▸ **Problem requirements**
How many lines in the records below contain the word "window"? Answer with the number only.

[Point annotation dataset records]
▬▬▬▬▬▬
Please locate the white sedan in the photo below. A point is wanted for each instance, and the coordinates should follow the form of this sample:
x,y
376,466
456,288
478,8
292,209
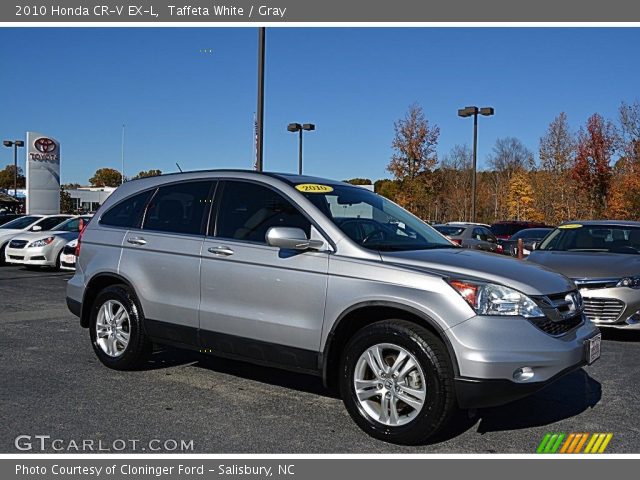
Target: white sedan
x,y
44,248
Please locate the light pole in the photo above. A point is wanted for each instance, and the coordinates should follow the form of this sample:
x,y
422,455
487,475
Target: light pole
x,y
468,112
297,127
15,144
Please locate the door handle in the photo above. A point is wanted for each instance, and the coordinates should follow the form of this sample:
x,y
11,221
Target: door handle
x,y
220,250
137,241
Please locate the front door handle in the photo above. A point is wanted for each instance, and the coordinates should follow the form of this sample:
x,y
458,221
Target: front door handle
x,y
137,241
220,250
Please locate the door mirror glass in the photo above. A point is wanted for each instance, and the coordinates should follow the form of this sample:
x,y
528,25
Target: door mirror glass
x,y
291,238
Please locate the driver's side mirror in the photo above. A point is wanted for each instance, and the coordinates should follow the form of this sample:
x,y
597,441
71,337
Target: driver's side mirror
x,y
291,238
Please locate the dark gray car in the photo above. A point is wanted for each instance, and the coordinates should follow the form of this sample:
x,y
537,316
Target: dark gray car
x,y
603,259
470,235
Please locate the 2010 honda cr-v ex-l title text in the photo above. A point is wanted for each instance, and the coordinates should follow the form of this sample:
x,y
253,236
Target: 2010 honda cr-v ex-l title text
x,y
326,278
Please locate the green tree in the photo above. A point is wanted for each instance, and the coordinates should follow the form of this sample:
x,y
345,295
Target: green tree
x,y
7,177
66,203
106,177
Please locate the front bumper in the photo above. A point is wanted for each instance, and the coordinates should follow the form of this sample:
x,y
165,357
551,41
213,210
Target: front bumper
x,y
30,256
491,349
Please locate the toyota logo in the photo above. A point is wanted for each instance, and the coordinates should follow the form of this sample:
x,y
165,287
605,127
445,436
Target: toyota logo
x,y
45,145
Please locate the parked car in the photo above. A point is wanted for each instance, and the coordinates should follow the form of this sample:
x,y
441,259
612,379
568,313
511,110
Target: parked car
x,y
28,223
603,259
276,269
68,256
470,235
44,248
504,230
531,237
7,217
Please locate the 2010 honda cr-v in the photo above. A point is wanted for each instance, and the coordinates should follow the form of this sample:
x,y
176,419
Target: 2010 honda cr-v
x,y
329,279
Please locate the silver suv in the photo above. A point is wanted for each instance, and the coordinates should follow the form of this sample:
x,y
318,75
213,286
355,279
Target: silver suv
x,y
329,279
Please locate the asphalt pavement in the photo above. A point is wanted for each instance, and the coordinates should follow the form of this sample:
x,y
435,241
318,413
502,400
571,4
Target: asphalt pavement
x,y
55,396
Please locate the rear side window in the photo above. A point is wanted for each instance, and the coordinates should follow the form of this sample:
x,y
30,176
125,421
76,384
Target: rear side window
x,y
50,222
248,210
178,208
128,213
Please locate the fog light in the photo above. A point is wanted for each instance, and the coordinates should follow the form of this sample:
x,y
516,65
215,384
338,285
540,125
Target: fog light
x,y
634,319
523,374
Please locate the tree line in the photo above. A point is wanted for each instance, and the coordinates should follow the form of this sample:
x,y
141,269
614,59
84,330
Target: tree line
x,y
593,172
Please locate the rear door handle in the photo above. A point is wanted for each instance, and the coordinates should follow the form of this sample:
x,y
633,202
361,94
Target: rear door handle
x,y
220,250
137,241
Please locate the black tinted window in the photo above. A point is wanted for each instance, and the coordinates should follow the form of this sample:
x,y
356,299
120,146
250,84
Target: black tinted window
x,y
128,213
178,208
248,210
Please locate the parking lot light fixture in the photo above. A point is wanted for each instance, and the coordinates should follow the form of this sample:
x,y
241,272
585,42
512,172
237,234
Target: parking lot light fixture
x,y
297,127
468,112
15,144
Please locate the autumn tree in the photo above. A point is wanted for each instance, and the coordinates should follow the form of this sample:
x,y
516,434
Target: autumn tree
x,y
592,167
520,198
554,187
414,159
456,172
106,177
509,155
148,173
359,181
7,177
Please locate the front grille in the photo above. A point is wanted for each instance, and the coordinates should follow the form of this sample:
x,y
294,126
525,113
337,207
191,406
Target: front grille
x,y
18,243
605,310
559,327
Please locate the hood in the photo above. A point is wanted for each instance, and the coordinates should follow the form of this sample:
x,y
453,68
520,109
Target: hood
x,y
588,264
32,236
527,278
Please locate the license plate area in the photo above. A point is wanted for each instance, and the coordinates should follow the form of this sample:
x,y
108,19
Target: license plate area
x,y
592,348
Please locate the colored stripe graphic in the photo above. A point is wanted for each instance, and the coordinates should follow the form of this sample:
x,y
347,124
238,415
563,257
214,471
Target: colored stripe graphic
x,y
574,443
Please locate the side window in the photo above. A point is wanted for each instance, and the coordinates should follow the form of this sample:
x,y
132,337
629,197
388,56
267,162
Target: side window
x,y
248,210
127,213
178,208
50,222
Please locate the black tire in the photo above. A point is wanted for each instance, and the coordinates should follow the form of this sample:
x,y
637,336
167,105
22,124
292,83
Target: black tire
x,y
429,351
139,346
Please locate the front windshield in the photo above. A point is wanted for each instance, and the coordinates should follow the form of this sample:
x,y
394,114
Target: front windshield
x,y
593,238
21,222
373,221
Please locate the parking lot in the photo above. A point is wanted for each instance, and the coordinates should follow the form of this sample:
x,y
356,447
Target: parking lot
x,y
52,384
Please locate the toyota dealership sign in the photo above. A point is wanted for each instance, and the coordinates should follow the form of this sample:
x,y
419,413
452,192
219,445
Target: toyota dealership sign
x,y
43,174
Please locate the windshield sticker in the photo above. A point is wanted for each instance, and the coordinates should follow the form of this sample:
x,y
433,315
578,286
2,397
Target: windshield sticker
x,y
570,225
314,188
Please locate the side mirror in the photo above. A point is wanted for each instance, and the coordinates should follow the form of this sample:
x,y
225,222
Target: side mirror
x,y
291,238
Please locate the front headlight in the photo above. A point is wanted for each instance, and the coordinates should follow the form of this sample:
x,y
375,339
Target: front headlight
x,y
42,242
493,299
631,282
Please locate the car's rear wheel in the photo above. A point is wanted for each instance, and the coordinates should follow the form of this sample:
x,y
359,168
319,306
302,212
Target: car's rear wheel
x,y
117,330
397,382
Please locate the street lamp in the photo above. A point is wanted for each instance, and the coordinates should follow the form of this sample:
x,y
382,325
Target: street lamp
x,y
468,112
297,127
15,144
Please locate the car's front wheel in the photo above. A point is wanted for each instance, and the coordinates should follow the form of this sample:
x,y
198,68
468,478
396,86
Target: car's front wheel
x,y
117,330
397,382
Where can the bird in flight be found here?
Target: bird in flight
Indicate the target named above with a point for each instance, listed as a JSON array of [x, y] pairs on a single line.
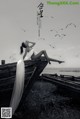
▬▬▬▬▬▬
▸ **Complete output**
6